#### Description of the task:
If an entry holds a picture, skip the picture but copy everything else exactly.

#### Information supplied:

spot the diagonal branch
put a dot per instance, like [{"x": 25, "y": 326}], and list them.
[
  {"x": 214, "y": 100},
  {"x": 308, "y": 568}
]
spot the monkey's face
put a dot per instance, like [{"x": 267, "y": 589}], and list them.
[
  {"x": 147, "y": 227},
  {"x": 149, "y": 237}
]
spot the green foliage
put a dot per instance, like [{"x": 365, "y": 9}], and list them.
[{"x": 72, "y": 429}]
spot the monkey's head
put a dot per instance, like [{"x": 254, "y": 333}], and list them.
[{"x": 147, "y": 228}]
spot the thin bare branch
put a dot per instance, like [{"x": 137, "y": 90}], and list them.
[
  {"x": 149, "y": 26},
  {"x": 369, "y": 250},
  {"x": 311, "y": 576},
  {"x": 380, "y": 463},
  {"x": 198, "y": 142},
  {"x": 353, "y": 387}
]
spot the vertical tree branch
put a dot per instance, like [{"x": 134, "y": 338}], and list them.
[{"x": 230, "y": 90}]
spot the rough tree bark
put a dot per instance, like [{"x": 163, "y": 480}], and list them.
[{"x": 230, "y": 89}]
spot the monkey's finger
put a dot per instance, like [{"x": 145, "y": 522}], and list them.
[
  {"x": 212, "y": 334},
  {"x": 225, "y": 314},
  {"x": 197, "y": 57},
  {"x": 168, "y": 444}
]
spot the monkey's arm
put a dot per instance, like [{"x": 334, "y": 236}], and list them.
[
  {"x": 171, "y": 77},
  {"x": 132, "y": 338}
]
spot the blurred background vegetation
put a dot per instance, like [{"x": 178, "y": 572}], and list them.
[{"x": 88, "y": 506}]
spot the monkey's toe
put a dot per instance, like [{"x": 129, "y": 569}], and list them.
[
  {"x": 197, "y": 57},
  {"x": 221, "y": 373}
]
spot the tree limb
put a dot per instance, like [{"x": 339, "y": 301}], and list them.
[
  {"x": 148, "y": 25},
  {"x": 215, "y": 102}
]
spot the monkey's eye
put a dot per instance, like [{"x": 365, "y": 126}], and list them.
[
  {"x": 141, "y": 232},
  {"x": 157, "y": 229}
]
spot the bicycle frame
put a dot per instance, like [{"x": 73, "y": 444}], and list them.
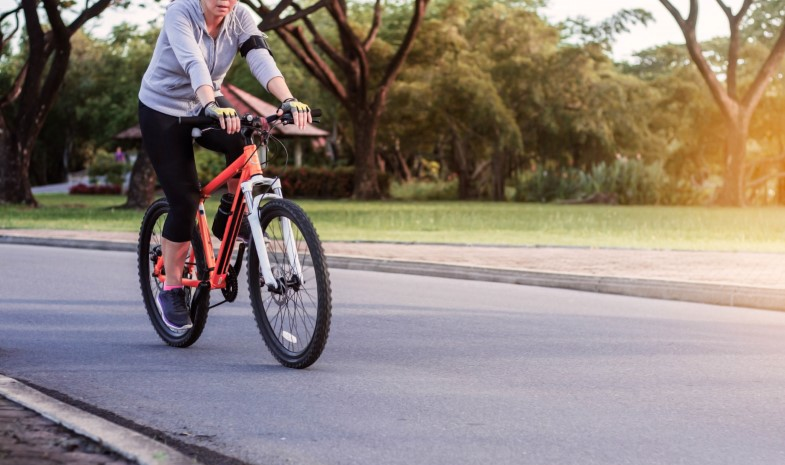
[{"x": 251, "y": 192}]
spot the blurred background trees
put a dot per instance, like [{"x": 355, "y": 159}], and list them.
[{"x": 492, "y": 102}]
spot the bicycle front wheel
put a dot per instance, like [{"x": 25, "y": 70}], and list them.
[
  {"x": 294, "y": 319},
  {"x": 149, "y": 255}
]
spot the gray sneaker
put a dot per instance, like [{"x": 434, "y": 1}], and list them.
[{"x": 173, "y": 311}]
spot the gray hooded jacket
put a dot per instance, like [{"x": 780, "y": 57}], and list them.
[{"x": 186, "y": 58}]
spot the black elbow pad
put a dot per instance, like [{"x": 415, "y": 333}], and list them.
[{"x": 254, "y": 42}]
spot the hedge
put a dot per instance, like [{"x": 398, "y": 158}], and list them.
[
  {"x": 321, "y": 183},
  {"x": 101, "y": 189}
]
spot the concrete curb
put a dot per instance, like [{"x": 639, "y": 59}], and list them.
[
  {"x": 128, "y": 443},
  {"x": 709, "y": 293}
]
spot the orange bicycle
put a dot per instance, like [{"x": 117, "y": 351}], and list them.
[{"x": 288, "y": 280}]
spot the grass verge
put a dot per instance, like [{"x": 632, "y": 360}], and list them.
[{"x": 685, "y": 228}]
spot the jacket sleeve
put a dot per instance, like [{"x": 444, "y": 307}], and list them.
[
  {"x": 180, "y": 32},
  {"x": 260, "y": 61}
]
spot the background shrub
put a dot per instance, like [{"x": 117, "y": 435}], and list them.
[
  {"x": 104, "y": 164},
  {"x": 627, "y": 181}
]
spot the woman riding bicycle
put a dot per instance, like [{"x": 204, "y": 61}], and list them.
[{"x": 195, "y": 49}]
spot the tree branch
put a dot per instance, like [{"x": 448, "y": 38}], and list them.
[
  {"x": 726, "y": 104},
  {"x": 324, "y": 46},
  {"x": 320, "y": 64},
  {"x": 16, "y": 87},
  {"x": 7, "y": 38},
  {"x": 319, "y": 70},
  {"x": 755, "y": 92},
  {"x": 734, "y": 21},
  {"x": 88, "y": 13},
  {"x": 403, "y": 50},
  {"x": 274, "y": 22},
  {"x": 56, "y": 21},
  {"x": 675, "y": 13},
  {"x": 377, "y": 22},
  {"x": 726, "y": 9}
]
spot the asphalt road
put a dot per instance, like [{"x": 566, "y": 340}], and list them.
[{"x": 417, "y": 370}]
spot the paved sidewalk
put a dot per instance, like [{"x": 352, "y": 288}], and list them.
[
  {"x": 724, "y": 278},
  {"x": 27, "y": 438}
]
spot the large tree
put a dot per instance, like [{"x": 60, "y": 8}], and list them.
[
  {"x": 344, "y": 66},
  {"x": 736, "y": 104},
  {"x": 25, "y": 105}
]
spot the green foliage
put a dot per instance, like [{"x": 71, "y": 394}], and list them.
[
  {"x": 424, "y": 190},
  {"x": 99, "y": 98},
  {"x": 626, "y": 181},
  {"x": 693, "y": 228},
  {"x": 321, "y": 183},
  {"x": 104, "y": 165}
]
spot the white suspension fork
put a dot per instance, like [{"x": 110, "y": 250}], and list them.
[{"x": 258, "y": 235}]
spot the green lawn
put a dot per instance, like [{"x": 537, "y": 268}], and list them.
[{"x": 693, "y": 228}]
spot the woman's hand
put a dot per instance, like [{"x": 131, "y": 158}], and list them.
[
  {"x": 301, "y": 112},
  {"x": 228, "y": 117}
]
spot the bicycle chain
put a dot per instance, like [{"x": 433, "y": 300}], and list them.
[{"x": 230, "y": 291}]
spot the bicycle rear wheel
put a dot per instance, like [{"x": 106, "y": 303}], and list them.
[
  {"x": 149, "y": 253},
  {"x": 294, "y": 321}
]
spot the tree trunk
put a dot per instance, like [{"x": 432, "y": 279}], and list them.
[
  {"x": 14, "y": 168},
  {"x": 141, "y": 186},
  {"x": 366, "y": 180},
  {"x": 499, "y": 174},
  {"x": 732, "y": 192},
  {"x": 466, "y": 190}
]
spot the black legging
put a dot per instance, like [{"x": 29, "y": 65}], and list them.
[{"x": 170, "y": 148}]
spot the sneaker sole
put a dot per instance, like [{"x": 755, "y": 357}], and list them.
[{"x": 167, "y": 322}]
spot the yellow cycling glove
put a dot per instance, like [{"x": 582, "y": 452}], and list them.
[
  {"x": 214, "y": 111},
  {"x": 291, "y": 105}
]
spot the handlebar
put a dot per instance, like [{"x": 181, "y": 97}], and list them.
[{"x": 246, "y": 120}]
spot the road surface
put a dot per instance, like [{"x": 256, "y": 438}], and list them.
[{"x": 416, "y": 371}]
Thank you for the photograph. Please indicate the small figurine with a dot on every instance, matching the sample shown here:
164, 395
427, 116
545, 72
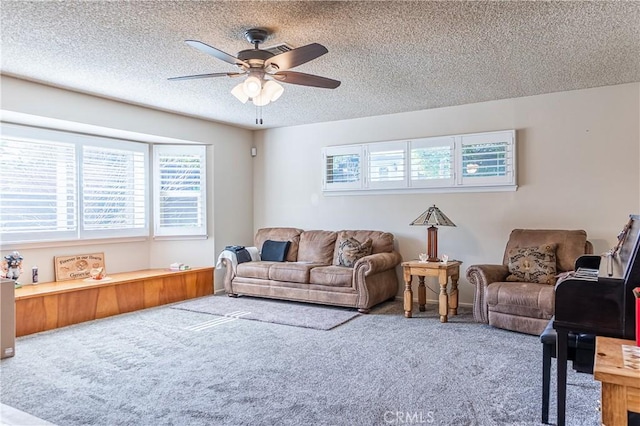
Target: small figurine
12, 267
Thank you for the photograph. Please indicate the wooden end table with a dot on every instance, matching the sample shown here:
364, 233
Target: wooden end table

#### Written response:
spot the diagonal branch
put a dot per instance, like [{"x": 25, "y": 326}], and list them.
[
  {"x": 214, "y": 100},
  {"x": 308, "y": 568}
]
spot the monkey's face
put a dot per instance, like [{"x": 267, "y": 589}], and list them.
[
  {"x": 147, "y": 227},
  {"x": 149, "y": 237}
]
spot the green foliage
put a dot per instance, like [{"x": 365, "y": 9}], and list them.
[{"x": 72, "y": 429}]
spot the monkey's head
put a dot per instance, like [{"x": 254, "y": 333}], and list them.
[{"x": 147, "y": 228}]
spot the thin bare branch
put a dot per instance, like [{"x": 137, "y": 90}], and list them.
[
  {"x": 149, "y": 26},
  {"x": 369, "y": 250},
  {"x": 311, "y": 576},
  {"x": 380, "y": 463},
  {"x": 198, "y": 142},
  {"x": 353, "y": 387}
]
spot the vertical tree branch
put a dot per instance, like [{"x": 134, "y": 338}], and list them.
[{"x": 230, "y": 90}]
spot the rough tree bark
put a dot per instance, like [{"x": 163, "y": 480}], and list them.
[{"x": 230, "y": 89}]
spot the monkey's finger
put a dot per instance, like [{"x": 145, "y": 522}], and list them.
[
  {"x": 212, "y": 334},
  {"x": 225, "y": 314},
  {"x": 197, "y": 57},
  {"x": 168, "y": 444}
]
spot the monkey's arm
put a dot per instance, like [{"x": 334, "y": 236}], and list them.
[
  {"x": 171, "y": 77},
  {"x": 132, "y": 338}
]
spot the blurred background vegetation
put a dot per instance, like [{"x": 178, "y": 572}], and list them.
[{"x": 88, "y": 506}]
spot the monkey's toe
put a dot per instance, like [{"x": 129, "y": 569}], and list them.
[
  {"x": 197, "y": 57},
  {"x": 221, "y": 373}
]
spot the tree limb
put a dot per instance, like [{"x": 339, "y": 301}], and list them.
[
  {"x": 148, "y": 25},
  {"x": 215, "y": 102}
]
spot the monkey's eye
put a dot per instance, like [{"x": 365, "y": 126}], and list them.
[
  {"x": 141, "y": 232},
  {"x": 157, "y": 229}
]
spot the bicycle frame
put a dot per instance, like [{"x": 73, "y": 444}], and list them.
[{"x": 251, "y": 192}]
spot the blurred background trees
put a dot per instance, like [{"x": 355, "y": 159}], and list them.
[{"x": 492, "y": 102}]
spot the bicycle front wheel
put a dot per instance, like [{"x": 25, "y": 70}], and list them.
[
  {"x": 294, "y": 319},
  {"x": 149, "y": 255}
]
spot the gray sneaker
put a dot per instance, like [{"x": 434, "y": 1}], and list them.
[{"x": 173, "y": 311}]
spot the gray hooded jacket
put a dot per instance, like [{"x": 780, "y": 57}], and list them.
[{"x": 186, "y": 58}]
spot the black elbow pad
put a dot per instance, like [{"x": 415, "y": 333}], and list them.
[{"x": 254, "y": 42}]
spot the hedge
put a dot per instance, like [{"x": 398, "y": 158}], and list them.
[
  {"x": 321, "y": 183},
  {"x": 101, "y": 189}
]
spot the concrete curb
put a dot per instance, like [{"x": 639, "y": 59}], and list them.
[
  {"x": 128, "y": 443},
  {"x": 709, "y": 293}
]
spot the orange bicycle
put a dot per instance, like [{"x": 117, "y": 351}], and list them.
[{"x": 288, "y": 280}]
spot the grass verge
put a dot per instance, like [{"x": 632, "y": 360}], and list them.
[{"x": 685, "y": 228}]
spot the jacket sleeve
put a dot per instance, like [{"x": 444, "y": 307}], and list them.
[
  {"x": 180, "y": 32},
  {"x": 260, "y": 61}
]
spot the background shrub
put a dot per instance, like [{"x": 117, "y": 435}], and list them.
[
  {"x": 104, "y": 164},
  {"x": 627, "y": 181}
]
spot the woman riding bicycle
put a dot per instance, like [{"x": 204, "y": 61}], and list them.
[{"x": 195, "y": 49}]
spot the tree branch
put a dot per instance, like [{"x": 448, "y": 38}], and list them.
[
  {"x": 726, "y": 104},
  {"x": 324, "y": 46},
  {"x": 320, "y": 64},
  {"x": 16, "y": 87},
  {"x": 7, "y": 38},
  {"x": 319, "y": 70},
  {"x": 755, "y": 92},
  {"x": 734, "y": 21},
  {"x": 88, "y": 13},
  {"x": 403, "y": 50},
  {"x": 274, "y": 22},
  {"x": 56, "y": 21},
  {"x": 675, "y": 13},
  {"x": 377, "y": 22},
  {"x": 726, "y": 9}
]
spot the asphalt road
put a dot per instance, like [{"x": 566, "y": 340}], and list them.
[{"x": 417, "y": 370}]
spot the paved sidewalk
put a dot per instance, like [{"x": 352, "y": 288}], and list them.
[
  {"x": 724, "y": 278},
  {"x": 27, "y": 438}
]
spot the large tree
put a dot per instance, like [{"x": 60, "y": 8}], and list them.
[
  {"x": 344, "y": 66},
  {"x": 736, "y": 104},
  {"x": 25, "y": 105}
]
spot the green foliage
put a dot per instance, like [{"x": 71, "y": 394}], and list them.
[
  {"x": 424, "y": 190},
  {"x": 99, "y": 98},
  {"x": 626, "y": 181},
  {"x": 693, "y": 228},
  {"x": 321, "y": 183},
  {"x": 104, "y": 165}
]
spot the white suspension fork
put a dot per instance, like [{"x": 110, "y": 250}], and list them.
[{"x": 258, "y": 235}]
spot the green lawn
put a dot per instance, like [{"x": 537, "y": 268}], and list them.
[{"x": 693, "y": 228}]
spot the woman's hand
put a dot per instance, like [{"x": 131, "y": 158}], and list them.
[
  {"x": 301, "y": 112},
  {"x": 228, "y": 117}
]
spot the bicycle chain
put a dot per instance, like [{"x": 433, "y": 300}], and list them.
[{"x": 230, "y": 291}]
spot the bicycle rear wheel
put a dot per instance, like [{"x": 106, "y": 303}], and list them.
[
  {"x": 149, "y": 253},
  {"x": 294, "y": 321}
]
spot the tree trunk
put a dot per instance, like [{"x": 432, "y": 279}], and list them.
[
  {"x": 14, "y": 168},
  {"x": 141, "y": 186},
  {"x": 366, "y": 180},
  {"x": 499, "y": 174},
  {"x": 732, "y": 192},
  {"x": 466, "y": 190}
]
spot the black legging
put a dot per instance, like [{"x": 29, "y": 65}], and list them.
[{"x": 170, "y": 148}]
spot the sneaker sole
put a dot per instance, like [{"x": 755, "y": 357}], and list them.
[{"x": 167, "y": 322}]
spot the yellow cycling glove
put a dot per instance, like [{"x": 582, "y": 452}], and list them.
[
  {"x": 214, "y": 111},
  {"x": 291, "y": 105}
]
spot the handlebar
put a dot per instance, like [{"x": 181, "y": 97}], and list them.
[{"x": 246, "y": 120}]
spot the road surface
put a dot per instance, like [{"x": 256, "y": 438}], and list them.
[{"x": 416, "y": 371}]
Thank you for the photograph. Please indicate the small figurine with a dot on every instance, matching the sample shown here:
164, 395
427, 116
545, 72
Target: small figurine
12, 267
Thank you for the photograph. Please indicate the wooden end table with a dot on every instance, matching the sample shown here:
364, 233
Target: wooden end table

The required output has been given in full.